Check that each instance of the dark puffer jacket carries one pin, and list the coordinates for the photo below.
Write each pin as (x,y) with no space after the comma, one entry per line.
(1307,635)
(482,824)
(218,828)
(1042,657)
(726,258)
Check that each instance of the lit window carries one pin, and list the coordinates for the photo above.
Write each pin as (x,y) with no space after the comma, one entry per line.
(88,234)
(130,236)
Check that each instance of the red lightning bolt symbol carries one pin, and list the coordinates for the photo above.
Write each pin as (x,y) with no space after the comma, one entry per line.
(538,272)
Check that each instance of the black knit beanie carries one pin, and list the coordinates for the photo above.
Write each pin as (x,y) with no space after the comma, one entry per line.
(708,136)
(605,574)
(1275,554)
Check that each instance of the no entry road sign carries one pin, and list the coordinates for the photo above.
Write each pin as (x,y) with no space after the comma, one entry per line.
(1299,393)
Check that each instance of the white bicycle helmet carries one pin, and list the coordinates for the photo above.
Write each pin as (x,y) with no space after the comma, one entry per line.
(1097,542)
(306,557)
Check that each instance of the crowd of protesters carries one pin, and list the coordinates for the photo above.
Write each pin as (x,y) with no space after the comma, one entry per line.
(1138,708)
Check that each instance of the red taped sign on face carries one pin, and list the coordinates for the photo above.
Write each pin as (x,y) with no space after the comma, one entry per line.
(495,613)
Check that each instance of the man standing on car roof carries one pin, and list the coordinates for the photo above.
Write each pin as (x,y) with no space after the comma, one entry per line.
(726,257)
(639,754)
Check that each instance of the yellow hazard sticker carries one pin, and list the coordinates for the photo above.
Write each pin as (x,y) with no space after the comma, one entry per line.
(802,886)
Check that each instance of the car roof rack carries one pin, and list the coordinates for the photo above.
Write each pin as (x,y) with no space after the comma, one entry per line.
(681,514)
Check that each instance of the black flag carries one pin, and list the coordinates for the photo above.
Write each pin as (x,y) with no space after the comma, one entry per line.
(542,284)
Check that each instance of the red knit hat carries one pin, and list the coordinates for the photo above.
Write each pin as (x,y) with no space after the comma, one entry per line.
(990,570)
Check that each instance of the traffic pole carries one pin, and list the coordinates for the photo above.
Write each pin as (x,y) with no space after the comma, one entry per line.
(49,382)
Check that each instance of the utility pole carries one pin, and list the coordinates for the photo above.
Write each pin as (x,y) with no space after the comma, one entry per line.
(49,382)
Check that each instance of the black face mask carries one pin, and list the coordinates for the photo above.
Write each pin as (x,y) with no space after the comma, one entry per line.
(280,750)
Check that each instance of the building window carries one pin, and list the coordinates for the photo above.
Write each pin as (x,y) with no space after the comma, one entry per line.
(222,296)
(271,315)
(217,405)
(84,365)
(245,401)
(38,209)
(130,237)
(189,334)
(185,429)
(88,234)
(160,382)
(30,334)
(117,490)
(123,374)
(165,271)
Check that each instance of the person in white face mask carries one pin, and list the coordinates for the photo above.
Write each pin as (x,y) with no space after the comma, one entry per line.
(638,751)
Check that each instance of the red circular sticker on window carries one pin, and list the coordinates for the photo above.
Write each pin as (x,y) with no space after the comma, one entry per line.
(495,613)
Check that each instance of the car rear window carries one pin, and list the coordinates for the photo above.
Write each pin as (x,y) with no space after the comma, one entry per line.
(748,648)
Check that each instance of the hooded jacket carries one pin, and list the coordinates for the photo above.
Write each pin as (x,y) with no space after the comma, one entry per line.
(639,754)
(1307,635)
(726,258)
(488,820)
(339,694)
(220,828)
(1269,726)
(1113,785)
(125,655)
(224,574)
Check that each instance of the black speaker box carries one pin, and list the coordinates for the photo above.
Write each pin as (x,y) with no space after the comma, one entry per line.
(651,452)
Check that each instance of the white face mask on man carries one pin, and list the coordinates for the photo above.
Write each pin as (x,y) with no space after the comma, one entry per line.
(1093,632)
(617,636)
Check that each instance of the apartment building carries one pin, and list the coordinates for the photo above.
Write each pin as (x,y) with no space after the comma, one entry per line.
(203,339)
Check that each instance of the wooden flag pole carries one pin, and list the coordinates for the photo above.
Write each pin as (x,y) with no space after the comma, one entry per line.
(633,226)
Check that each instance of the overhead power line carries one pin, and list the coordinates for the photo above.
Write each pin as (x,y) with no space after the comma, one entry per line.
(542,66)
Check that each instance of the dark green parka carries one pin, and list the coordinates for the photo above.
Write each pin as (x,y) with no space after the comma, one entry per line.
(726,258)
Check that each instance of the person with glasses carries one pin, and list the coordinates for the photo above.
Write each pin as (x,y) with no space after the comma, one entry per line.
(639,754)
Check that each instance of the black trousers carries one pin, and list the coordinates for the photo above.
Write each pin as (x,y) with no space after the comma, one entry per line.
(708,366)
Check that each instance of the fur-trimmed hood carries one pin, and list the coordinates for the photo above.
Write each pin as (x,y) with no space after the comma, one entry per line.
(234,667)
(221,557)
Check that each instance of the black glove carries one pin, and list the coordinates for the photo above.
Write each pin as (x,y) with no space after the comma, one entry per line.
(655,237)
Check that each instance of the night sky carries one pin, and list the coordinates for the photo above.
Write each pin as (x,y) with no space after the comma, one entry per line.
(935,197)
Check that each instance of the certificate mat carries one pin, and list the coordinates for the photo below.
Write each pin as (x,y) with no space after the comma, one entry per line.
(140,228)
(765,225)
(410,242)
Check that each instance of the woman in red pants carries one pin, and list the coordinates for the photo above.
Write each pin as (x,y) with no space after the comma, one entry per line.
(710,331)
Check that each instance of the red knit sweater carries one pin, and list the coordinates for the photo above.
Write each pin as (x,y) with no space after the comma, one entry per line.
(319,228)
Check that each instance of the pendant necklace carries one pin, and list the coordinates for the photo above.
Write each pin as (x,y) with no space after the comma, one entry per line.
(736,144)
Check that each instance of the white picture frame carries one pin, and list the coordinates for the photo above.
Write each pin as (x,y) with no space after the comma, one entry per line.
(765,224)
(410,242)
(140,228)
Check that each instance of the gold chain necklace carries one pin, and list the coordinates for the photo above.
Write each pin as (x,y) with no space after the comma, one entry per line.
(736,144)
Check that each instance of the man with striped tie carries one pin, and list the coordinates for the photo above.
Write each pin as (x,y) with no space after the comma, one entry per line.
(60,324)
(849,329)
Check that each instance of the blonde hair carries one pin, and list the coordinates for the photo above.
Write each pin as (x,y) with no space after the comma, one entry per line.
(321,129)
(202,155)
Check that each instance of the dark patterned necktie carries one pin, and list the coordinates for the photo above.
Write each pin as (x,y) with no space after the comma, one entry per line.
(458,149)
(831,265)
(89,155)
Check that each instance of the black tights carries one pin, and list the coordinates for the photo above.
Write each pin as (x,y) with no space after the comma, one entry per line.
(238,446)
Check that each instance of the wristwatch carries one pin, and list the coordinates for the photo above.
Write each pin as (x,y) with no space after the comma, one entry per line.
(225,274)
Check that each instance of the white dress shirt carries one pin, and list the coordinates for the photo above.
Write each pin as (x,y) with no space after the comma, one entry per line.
━━━━━━
> [Exercise details]
Count of lines with the string "sticker" in the material above: give that number only.

> [Answer]
2